## EXERCISE TASK:
Repeat each of the following rows verbatim, without changing any character.

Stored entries
———

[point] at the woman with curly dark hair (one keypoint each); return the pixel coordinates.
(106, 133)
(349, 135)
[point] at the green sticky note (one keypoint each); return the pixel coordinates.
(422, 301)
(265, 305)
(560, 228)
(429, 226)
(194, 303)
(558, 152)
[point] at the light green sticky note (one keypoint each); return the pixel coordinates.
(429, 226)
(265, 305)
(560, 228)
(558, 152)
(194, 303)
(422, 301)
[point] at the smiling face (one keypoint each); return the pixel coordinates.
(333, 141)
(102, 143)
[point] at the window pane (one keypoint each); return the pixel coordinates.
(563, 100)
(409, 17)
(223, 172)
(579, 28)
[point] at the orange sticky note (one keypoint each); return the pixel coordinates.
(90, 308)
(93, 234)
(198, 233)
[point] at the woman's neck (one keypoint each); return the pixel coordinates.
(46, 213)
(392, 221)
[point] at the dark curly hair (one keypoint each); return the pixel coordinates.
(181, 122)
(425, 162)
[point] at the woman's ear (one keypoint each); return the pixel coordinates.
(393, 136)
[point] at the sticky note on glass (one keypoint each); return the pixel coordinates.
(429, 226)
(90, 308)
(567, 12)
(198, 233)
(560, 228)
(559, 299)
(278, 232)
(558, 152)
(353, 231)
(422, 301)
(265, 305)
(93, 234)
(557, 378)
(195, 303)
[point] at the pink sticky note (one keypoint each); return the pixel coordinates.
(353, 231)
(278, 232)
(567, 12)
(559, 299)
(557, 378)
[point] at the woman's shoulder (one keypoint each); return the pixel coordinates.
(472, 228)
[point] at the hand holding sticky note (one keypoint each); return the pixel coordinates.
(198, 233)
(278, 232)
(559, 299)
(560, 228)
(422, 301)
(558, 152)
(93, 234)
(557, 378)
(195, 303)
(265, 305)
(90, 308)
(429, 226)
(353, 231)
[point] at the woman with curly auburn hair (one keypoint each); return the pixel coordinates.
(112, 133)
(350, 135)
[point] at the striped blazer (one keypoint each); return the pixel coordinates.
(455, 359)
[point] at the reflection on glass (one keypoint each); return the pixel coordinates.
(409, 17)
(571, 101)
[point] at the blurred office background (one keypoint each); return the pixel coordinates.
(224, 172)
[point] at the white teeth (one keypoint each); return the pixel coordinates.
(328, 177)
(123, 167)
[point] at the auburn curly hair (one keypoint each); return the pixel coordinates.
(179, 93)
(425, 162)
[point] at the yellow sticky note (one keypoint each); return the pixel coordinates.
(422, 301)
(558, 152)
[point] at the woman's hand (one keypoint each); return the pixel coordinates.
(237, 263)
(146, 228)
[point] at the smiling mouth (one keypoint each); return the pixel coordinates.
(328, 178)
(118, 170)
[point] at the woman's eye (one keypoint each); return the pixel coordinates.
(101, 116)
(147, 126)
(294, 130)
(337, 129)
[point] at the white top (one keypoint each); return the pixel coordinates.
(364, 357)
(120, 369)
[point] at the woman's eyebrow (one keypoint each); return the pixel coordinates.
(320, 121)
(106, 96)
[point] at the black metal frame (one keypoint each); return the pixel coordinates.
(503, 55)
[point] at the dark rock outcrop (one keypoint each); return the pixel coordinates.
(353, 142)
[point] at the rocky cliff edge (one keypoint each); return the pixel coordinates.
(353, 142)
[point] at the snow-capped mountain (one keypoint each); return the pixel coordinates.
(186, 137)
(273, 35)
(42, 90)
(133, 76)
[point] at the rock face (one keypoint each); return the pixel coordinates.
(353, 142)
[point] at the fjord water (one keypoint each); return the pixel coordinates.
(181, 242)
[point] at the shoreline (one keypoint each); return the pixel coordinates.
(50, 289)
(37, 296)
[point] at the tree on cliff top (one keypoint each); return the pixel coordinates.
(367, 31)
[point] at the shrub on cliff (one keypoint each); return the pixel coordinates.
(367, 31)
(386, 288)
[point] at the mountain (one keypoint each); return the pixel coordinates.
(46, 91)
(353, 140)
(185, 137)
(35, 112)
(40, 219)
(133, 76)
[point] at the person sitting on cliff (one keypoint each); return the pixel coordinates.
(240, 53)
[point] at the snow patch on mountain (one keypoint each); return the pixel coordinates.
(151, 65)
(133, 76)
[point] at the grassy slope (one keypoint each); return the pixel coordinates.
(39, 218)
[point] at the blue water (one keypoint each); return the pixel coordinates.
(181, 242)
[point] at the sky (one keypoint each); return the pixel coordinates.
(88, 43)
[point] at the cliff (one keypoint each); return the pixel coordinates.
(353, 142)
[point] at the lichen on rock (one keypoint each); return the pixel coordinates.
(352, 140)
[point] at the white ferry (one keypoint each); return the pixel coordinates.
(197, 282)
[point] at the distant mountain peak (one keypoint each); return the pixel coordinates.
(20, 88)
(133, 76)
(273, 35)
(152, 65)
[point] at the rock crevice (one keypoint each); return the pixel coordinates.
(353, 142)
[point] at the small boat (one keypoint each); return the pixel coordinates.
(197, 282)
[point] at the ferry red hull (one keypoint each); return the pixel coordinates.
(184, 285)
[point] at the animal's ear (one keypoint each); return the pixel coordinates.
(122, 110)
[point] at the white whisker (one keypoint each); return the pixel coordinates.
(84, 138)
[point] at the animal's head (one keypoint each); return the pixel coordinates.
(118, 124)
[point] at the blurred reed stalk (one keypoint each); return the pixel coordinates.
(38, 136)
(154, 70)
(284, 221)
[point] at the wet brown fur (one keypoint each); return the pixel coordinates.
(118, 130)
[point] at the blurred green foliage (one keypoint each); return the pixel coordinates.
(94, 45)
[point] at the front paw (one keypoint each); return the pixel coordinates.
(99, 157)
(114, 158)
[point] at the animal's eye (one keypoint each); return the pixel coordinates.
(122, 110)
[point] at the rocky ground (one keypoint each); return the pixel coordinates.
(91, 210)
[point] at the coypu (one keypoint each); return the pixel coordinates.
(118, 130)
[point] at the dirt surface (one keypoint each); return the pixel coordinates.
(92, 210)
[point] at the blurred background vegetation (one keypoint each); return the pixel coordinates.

———

## ANSWER TO THE PROBLEM:
[point] at the woman with curly dark hair (one keypoint each); return the pixel coordinates.
(106, 133)
(349, 135)
[point] at the green sticky note (one keypoint each); return the pixel coordinates.
(422, 301)
(265, 305)
(560, 228)
(429, 226)
(194, 303)
(558, 152)
[point] at the light green sticky note (one keypoint each); return the pixel coordinates.
(429, 226)
(265, 305)
(560, 228)
(558, 152)
(194, 303)
(422, 301)
[point] at the smiling face (one keypoint each); return the pixel coordinates.
(333, 141)
(102, 143)
[point] at the window pane (one keypoint each); return the pixel coordinates.
(563, 100)
(409, 17)
(223, 172)
(579, 28)
[point] at the orange sticky note (one keypoint each); return the pixel coordinates.
(90, 308)
(93, 234)
(198, 233)
[point] at the woman's neck (one keypoint each); return the pixel coordinates.
(46, 213)
(392, 221)
[point] at the dark curly hair (one keypoint each); return the pixel coordinates.
(181, 122)
(425, 162)
[point] at the woman's ear (one keypoint each); return the pixel coordinates.
(393, 136)
[point] at the sticky note on glass (one keypoint each); return the pixel coordinates.
(429, 226)
(90, 308)
(567, 12)
(198, 233)
(560, 228)
(559, 299)
(278, 232)
(558, 152)
(353, 231)
(422, 301)
(265, 305)
(93, 234)
(557, 378)
(195, 303)
[point] at the pink sticky note (one keypoint each); return the pixel coordinates.
(353, 231)
(278, 232)
(567, 12)
(559, 299)
(557, 378)
[point] at the woman's shoulder (one keypoint each); return the pixel coordinates.
(472, 228)
[point] at the hand holding sticky note (one keypoint each); return the pixel coordinates.
(198, 233)
(278, 232)
(559, 299)
(560, 228)
(422, 301)
(558, 152)
(93, 234)
(557, 378)
(195, 303)
(265, 305)
(90, 308)
(429, 226)
(353, 231)
[point] at the woman with curly auburn hair (one keypoint each); return the pixel coordinates.
(112, 133)
(350, 135)
[point] at the striped blazer (one keypoint each); return the pixel coordinates.
(455, 359)
[point] at the reflection on glass (one keypoint each); return the pixel coordinates.
(409, 17)
(571, 101)
[point] at the blurred office background (one keypoint each); return the pixel coordinates.
(224, 172)
[point] at the white teeth (one keypoint each); return the pixel coordinates.
(328, 177)
(123, 167)
[point] at the auburn curly hair (one keypoint each); return the pixel coordinates.
(179, 93)
(425, 162)
[point] at the yellow sticky note (one keypoint each); return the pixel coordinates.
(422, 301)
(558, 152)
[point] at the woman's hand (one keypoint each); return the pixel coordinates.
(237, 263)
(146, 228)
[point] at the smiling mouth (one keypoint each); return the pixel coordinates.
(328, 178)
(118, 170)
[point] at the woman's eye (one keypoint each); return the pixel coordinates.
(101, 116)
(147, 126)
(294, 130)
(337, 129)
[point] at the white top (one keypoint each); return the pixel coordinates.
(364, 357)
(120, 369)
[point] at the woman's eyebrow (one keypoint each); return the pixel coordinates.
(320, 121)
(106, 96)
[point] at the black metal frame (one keypoint each); return the pixel coordinates.
(503, 55)
[point] at the dark rock outcrop (one keypoint each); return the pixel coordinates.
(353, 142)
[point] at the rocky cliff edge (one keypoint each); return the pixel coordinates.
(353, 142)
[point] at the snow-capped mountain (one keypoint each); return the pixel coordinates.
(186, 137)
(273, 35)
(42, 90)
(133, 76)
[point] at the rock face (one keypoint each); return the pixel coordinates.
(353, 142)
[point] at the fjord water (one keypoint each); return the pixel coordinates.
(181, 242)
[point] at the shoreline (one keypoint each); return the pixel coordinates.
(50, 289)
(37, 296)
[point] at the tree on cliff top (one keypoint each); return the pixel coordinates.
(367, 31)
[point] at the shrub on cliff (one keypoint each); return the pixel coordinates.
(367, 31)
(386, 288)
[point] at the mountain (one keypoint each); return the pixel coordinates.
(46, 91)
(353, 140)
(185, 137)
(35, 112)
(40, 219)
(133, 76)
[point] at the person sitting on cliff (one keypoint each); return the pixel coordinates.
(240, 53)
[point] at the snow patch on mountain (one keypoint each); return the pixel coordinates.
(151, 65)
(133, 76)
[point] at the grassy slope (one keypoint each); return the pixel coordinates.
(39, 218)
[point] at the blue water (one keypoint each); return the pixel coordinates.
(181, 242)
[point] at the sky (one keypoint each); return the pixel coordinates.
(88, 43)
[point] at the cliff (one keypoint each); return the pixel coordinates.
(353, 142)
[point] at the lichen on rock (one keypoint each); return the pixel coordinates.
(352, 140)
[point] at the white ferry (one keypoint each); return the pixel coordinates.
(197, 282)
[point] at the distant mountain peak (one keypoint each); return the pixel coordinates.
(20, 88)
(133, 76)
(273, 35)
(152, 65)
[point] at the rock crevice (one keypoint each); return the pixel coordinates.
(353, 142)
[point] at the small boat (one keypoint each); return the pixel coordinates.
(197, 282)
[point] at the ferry red hull (one keypoint each); return the pixel coordinates.
(184, 285)
[point] at the animal's ear (one keypoint each); return the pixel coordinates.
(122, 110)
[point] at the white whisker (one keypoint each); return the pixel coordinates.
(84, 138)
[point] at the animal's head (one keypoint each); return the pixel coordinates.
(118, 124)
[point] at the blurred reed stalk (one keypoint each); return the pixel coordinates.
(38, 136)
(154, 70)
(284, 221)
[point] at the wet brown fur (one keypoint each); return the pixel coordinates.
(118, 130)
[point] at the blurred green foliage (one keypoint each); return the pixel coordinates.
(94, 45)
[point] at the front paw (one keypoint each); return the pixel coordinates.
(99, 157)
(114, 158)
[point] at the animal's eye (one keypoint each); return the pixel coordinates.
(122, 110)
[point] at the rocky ground (one keypoint each); return the pixel coordinates.
(91, 210)
[point] at the coypu (one keypoint each); return the pixel coordinates.
(118, 130)
[point] at the dirt surface (one keypoint each); return the pixel coordinates.
(92, 210)
[point] at the blurred background vegetation (one keypoint each); return the pixel coordinates.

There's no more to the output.